Once you reach the line containing "322L178 317L161 316L157" in the data below, restate each line word for word up to and including the one containing "positive clicks: (588, 66)".
** Opening Records for this task block **
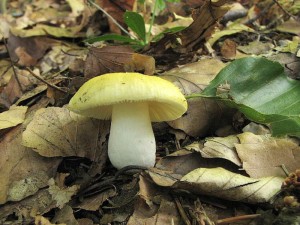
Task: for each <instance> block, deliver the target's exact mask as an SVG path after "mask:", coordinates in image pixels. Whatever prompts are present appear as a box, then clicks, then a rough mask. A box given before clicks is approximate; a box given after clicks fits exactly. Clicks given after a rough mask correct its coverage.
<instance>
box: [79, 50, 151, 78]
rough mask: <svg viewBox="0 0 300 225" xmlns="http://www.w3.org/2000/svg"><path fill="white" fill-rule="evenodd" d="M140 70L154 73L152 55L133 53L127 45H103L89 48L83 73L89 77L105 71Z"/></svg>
** Closing Records for this task block **
** Opening Records for this task block **
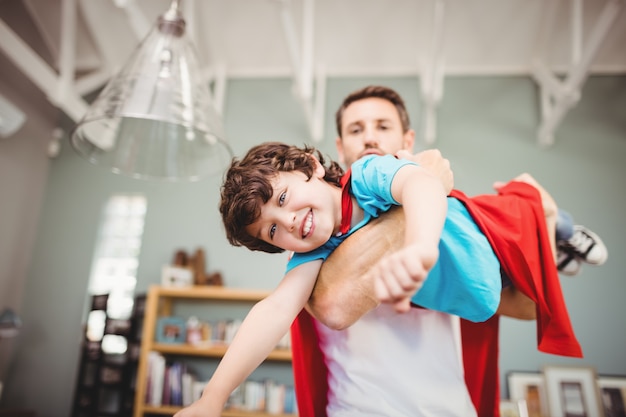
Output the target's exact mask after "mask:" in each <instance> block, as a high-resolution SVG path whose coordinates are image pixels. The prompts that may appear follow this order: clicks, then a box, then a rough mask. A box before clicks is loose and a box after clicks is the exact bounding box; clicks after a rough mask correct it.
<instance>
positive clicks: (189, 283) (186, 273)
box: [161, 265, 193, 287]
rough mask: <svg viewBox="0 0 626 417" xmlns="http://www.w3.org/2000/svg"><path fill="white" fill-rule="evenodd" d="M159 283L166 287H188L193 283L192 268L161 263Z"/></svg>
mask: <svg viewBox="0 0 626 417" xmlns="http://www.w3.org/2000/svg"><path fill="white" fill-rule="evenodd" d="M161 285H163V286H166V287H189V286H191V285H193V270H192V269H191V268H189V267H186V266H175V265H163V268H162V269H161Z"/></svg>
** Closing Records for this task block **
** Opening Records for this task block **
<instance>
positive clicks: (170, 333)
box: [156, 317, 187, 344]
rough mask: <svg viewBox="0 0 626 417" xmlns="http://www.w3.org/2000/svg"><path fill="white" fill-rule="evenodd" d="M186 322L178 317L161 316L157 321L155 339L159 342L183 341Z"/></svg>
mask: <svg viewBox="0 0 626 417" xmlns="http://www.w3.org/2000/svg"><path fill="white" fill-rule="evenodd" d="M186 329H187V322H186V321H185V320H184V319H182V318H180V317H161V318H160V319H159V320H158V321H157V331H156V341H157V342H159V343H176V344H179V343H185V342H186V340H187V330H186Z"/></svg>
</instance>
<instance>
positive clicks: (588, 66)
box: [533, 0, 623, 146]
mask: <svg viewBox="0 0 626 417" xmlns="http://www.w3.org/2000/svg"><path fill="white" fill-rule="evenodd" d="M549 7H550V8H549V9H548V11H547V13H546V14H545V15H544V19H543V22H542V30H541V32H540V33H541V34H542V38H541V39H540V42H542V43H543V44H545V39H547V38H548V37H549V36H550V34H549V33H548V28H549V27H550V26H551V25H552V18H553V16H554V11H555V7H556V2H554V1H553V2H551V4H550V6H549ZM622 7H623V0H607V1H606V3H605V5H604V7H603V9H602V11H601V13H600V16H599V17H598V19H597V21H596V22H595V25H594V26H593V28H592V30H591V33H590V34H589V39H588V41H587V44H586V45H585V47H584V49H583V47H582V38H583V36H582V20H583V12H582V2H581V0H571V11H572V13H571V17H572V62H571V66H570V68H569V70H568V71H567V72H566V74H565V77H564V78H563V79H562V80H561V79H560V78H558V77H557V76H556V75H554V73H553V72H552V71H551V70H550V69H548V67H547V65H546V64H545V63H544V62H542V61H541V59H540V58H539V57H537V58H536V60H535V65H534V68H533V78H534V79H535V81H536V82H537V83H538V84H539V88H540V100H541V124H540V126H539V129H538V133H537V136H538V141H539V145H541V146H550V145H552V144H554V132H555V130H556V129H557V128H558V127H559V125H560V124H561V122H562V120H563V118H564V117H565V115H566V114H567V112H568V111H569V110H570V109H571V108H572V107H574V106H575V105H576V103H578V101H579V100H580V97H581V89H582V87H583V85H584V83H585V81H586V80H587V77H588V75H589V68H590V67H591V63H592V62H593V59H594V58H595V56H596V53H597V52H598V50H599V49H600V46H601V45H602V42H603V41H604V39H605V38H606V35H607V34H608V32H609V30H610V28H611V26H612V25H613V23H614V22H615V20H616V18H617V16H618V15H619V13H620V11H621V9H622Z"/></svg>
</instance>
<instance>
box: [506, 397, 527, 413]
** Closing Records for this task block **
**Answer space:**
rough mask: <svg viewBox="0 0 626 417" xmlns="http://www.w3.org/2000/svg"><path fill="white" fill-rule="evenodd" d="M186 322L178 317L161 316L157 321L155 339L159 342L183 341Z"/></svg>
mask: <svg viewBox="0 0 626 417" xmlns="http://www.w3.org/2000/svg"><path fill="white" fill-rule="evenodd" d="M186 329H187V322H186V321H185V320H184V319H182V318H180V317H161V318H160V319H159V320H158V321H157V331H156V341H157V342H159V343H176V344H179V343H185V342H186V340H187V330H186Z"/></svg>
</instance>
<instance>
positive clicks: (588, 66)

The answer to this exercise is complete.